┌─ MATERIALS PROVIDED

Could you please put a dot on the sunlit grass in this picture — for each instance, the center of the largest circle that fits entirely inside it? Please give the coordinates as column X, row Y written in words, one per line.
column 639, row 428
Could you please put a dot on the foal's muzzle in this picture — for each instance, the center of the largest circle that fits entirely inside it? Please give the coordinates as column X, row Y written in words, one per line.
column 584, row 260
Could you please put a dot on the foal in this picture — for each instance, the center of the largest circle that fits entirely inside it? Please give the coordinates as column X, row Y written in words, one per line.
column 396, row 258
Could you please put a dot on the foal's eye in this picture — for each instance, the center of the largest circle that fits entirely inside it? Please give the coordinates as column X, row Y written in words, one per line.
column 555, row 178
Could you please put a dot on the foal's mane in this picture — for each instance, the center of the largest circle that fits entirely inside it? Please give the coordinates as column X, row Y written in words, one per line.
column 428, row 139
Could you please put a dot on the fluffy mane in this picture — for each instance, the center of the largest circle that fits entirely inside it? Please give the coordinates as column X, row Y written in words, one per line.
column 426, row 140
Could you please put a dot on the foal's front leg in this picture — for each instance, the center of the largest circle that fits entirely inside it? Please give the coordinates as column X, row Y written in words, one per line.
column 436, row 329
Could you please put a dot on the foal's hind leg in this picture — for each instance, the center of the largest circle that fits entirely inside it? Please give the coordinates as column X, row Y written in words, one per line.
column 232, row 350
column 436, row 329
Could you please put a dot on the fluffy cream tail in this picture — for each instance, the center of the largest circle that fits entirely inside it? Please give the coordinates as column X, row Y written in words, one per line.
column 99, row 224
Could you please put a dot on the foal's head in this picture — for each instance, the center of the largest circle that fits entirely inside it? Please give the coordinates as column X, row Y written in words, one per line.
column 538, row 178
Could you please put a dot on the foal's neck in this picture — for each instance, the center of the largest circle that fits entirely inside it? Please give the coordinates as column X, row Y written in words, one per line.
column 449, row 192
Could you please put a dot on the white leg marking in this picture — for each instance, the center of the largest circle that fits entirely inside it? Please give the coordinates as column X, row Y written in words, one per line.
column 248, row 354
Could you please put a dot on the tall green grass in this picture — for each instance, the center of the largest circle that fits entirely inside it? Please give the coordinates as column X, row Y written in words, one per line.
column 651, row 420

└─

TASK PROMPT:
Rewrite all of the data above, substituting "place a marker on" for every occurrence of "put a dot on" and leaving everything else unchanged.

RESULT:
Could you please place a marker on the sunlit grass in this picture — for each instance, the center of the largest circle that fits entirely inside it? Please give the coordinates as column X, row Y written in words, one per line.
column 639, row 428
Could you please place a marker on the foal's muzzle in this picture — for each instance, the center of the largest circle that fits entirely inside it? Please give the coordinates as column X, row Y written in words, one per line.
column 584, row 260
Could you please place a marker on the foal in this picture — for each instance, the center of the largest circle that fits entirely inside it? Please give the coordinates as column X, row Y written in words, one per line.
column 396, row 258
Could you please place a marker on the foal's eye in this picture — for each instance, the center of the largest circle that fits entirely inside it? Please give the coordinates as column X, row Y written in words, one per line.
column 555, row 178
Could you please place a marker on the foal's mane in this picture — for each instance, the center of the largest circle that fits entirely inside it? Please give the coordinates as column X, row Y written in words, one per line.
column 428, row 139
Could you please place a marker on the fluffy mane in this picture — for each instance, the center of the largest circle that fits entirely inside it? Please give the coordinates as column X, row Y written in words, one per line.
column 426, row 140
Could you please place a marker on the foal's front leg in this picture — for each instance, the center of the largest circle that fits entirely inside it? Please give the coordinates as column X, row Y written in words, one per line.
column 436, row 329
Could you please place a marker on the foal's hind leg in this picture — for each instance, the center of the largest circle that fits entirely inside it? Please give the coordinates as column X, row Y written in words, one per line.
column 232, row 350
column 436, row 329
Could you please place a marker on the fluffy cream tail in this picture — for each instance, the center of the largest circle that fits entirely inside it? Please give the coordinates as column X, row Y written in words, one per line.
column 99, row 224
Could you please place a marker on the foal's head in this picture — for each instance, the center of the largest circle that fits entirely inside it? Please give the coordinates as column X, row Y written in words, one per line.
column 538, row 178
Could you please place a marker on the foal's neck in this picture — for each instance, the center of the largest circle that fits entirely inside it? Please give the coordinates as column X, row Y written in words, one per line.
column 449, row 192
Could you please place a marker on the white leg marking in this picture — for each instance, the center of the largest circle that fits entirely inside it? Please give the coordinates as column X, row Y written in words, one per line.
column 248, row 354
Could you please place a marker on the tall green grass in this picture — for each instance, the center of the largest circle that fits entirely inside it? Please give the coordinates as column X, row Y written in words, one per line.
column 651, row 420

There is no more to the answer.